[Stored entries]
□ □ □

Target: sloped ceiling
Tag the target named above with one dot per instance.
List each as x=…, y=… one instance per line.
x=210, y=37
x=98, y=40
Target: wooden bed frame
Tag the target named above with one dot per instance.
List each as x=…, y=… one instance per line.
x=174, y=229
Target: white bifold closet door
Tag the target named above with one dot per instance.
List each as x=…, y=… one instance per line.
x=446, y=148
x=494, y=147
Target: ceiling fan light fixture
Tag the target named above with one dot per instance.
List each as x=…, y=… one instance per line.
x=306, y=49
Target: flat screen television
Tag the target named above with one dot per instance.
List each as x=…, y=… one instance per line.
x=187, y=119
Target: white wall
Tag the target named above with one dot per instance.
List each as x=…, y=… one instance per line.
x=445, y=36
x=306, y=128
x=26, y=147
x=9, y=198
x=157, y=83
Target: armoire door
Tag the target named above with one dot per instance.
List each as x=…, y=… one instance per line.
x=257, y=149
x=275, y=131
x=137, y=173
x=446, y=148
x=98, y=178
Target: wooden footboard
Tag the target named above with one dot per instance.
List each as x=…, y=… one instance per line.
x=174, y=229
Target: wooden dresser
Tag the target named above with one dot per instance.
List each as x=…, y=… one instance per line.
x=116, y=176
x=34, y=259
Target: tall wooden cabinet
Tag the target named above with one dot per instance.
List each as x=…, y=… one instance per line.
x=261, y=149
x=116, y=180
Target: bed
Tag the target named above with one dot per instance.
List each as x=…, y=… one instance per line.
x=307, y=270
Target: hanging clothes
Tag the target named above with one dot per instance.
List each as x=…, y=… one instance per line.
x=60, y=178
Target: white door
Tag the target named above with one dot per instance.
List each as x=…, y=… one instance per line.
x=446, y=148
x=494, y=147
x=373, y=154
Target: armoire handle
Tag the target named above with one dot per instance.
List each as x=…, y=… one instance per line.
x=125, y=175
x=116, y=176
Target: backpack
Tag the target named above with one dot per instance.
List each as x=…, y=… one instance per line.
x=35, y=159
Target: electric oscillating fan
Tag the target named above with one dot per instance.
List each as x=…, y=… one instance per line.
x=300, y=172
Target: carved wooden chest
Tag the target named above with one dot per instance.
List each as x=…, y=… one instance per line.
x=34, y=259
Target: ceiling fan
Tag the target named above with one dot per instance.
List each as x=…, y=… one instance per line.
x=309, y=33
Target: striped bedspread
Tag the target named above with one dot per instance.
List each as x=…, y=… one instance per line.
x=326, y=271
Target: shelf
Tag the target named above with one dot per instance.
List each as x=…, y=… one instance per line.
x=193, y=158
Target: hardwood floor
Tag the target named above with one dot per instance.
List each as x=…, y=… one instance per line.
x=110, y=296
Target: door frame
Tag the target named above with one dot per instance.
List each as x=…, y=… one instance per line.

□ □ □

◆ Task instructions: All of the data shown above must be copied exactly.

◆ Reply to the task:
Target: sloped ceiling
Tag the target named above with one dot per instance.
List each as x=…, y=… one instance per line.
x=210, y=37
x=98, y=40
Target: wooden bed frame
Tag the target named above with one dot per instance.
List each as x=…, y=… one instance per line.
x=174, y=229
Target: white bifold closet door
Tag the target named above with one dot per instance.
List each as x=…, y=… one instance per line.
x=446, y=148
x=494, y=147
Target: ceiling fan light fixture
Tag the target named above with one dot per instance.
List each as x=…, y=… one instance per line.
x=306, y=49
Target: flat screen television
Tag the target named above with one dot per instance.
List each as x=…, y=… one instance per line.
x=187, y=119
Target: white wall
Tag the target named above with one dot per instance.
List each as x=…, y=… one instance per line.
x=445, y=36
x=306, y=128
x=26, y=147
x=9, y=198
x=157, y=83
Target: armoire door
Tag the target named above with one dot per instance.
List each as x=…, y=… one instance per line.
x=257, y=149
x=275, y=131
x=137, y=173
x=446, y=148
x=98, y=178
Target: wooden footboard
Tag the target named above with one dot per instance.
List each as x=…, y=… one instance per line.
x=174, y=229
Target: wooden dresser
Tag the target named above with one dot per instance.
List each as x=…, y=… one instance per line.
x=116, y=176
x=34, y=259
Target: tall wooden cabinet
Tag the target named above with one dot per instance.
List each as x=…, y=… one instance per line.
x=261, y=149
x=116, y=180
Target: bed
Tag the target named above with one dot per instance.
List each as x=…, y=… one instance per line.
x=307, y=270
Target: hanging clothes
Tag the target named above with one dot per instance.
List each as x=…, y=… one instance per line.
x=60, y=178
Target: white door
Tag the target named above with one dot per instance.
List each as x=…, y=… one instance per line.
x=446, y=148
x=494, y=147
x=373, y=154
Target: armoire handle
Tag the target named above with one dot per instance.
List each as x=…, y=… one instance per line.
x=125, y=175
x=116, y=176
Target: backpack
Tag the target named above with one dot per instance.
List each as x=…, y=… one instance per line.
x=35, y=159
Target: electric oscillating fan
Tag the target named above with one dot per instance.
List each as x=…, y=… one instance per line.
x=300, y=172
Target: carved wooden chest
Tag the target named above with one dot per instance.
List each as x=…, y=… one instance per line.
x=34, y=259
Target: ceiling fan
Tag the target named above with one dot per instance.
List each as x=…, y=… one instance per line.
x=309, y=33
Target: striped bedspread
Tag the target named above with one dot per instance.
List each as x=…, y=… one instance per line.
x=326, y=271
Target: shelf
Tag the target named above with one dot per instance.
List each as x=…, y=… one instance per line.
x=193, y=158
Target: hardwood floor
Tag the target named above with one dot per instance.
List each as x=…, y=… one instance per line.
x=110, y=296
Target: door frame
Tag the target named above with one dot per instance.
List each as x=…, y=… one instance per line.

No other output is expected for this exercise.